**SHORT TASK**. Reproduce each of the lines below word for word.
-- START OF DATASET EXTRACT --
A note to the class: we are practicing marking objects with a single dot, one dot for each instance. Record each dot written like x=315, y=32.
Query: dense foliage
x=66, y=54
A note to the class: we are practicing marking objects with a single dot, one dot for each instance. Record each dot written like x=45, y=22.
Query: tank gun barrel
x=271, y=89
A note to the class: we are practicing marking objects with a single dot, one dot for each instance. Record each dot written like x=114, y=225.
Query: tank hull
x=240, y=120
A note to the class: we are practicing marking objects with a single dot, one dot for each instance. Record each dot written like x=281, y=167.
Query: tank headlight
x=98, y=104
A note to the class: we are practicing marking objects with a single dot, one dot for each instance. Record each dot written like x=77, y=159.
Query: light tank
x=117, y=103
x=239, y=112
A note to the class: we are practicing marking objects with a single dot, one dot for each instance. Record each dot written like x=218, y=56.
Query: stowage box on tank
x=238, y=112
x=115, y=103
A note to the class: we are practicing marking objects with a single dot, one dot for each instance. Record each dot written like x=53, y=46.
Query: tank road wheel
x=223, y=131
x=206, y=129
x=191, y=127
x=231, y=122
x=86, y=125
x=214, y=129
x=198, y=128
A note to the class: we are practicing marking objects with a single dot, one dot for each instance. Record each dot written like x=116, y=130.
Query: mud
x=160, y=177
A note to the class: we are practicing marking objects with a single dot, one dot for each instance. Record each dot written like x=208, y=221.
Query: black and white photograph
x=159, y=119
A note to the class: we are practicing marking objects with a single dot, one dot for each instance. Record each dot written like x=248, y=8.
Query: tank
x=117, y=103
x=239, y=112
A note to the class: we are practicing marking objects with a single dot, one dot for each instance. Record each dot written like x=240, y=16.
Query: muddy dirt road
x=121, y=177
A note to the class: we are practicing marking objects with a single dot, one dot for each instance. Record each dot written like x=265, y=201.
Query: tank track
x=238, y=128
-- END OF DATASET EXTRACT --
**REPLY TO THE TASK**.
A note to the class: we are practicing marking objects with a single dot, one dot for each instance. Record each dot written like x=315, y=32.
Query: dense foliage
x=66, y=54
A note to the class: we are practicing marking objects with a single dot, one dot for each instance. Record each dot written like x=45, y=22.
Query: tank gun barrel
x=271, y=89
A note to the class: we are practicing marking objects with a single dot, one dot for each instance. Record each dot written like x=114, y=225.
Query: tank hull
x=240, y=120
A note to the class: we are practicing marking objects with a single dot, one dot for each instance. Record each dot written like x=281, y=167.
Query: tank headlight
x=98, y=104
A note to the class: we are practicing marking objects with a single dot, one dot for each instance. Record each dot written like x=77, y=159.
Query: light tank
x=117, y=103
x=239, y=112
A note to the class: we are practicing marking objects with a single dot, one dot for each instance. Record each dot written like x=218, y=56.
Query: stowage box on tank
x=238, y=112
x=115, y=103
A note to the class: we are practicing marking objects with a single dot, one dot for each instance. Record each dot written like x=53, y=46.
Query: tank road wheel
x=223, y=131
x=206, y=129
x=191, y=127
x=231, y=122
x=86, y=125
x=214, y=129
x=198, y=128
A note to the class: we are practicing marking objects with a single dot, one dot for each instance. Record each dot written like x=116, y=130.
Query: mud
x=160, y=177
A note to the class: we are practicing marking objects with a single dot, one dot for each instance. Record each dot written like x=208, y=221.
Query: black and white photograph
x=159, y=119
A note to the class: we are practicing marking objects with a single dot, one dot for each instance. Record each dot written like x=248, y=8.
Query: tank
x=117, y=103
x=239, y=112
A note to the class: we are practicing marking objects with a single dot, one dot for each instance. Record each dot written like x=240, y=16.
Query: muddy dirt road
x=121, y=177
A note to the class: we are practicing marking objects with a single dot, one dot for each instance. Record each dot written like x=265, y=201.
Query: tank track
x=238, y=128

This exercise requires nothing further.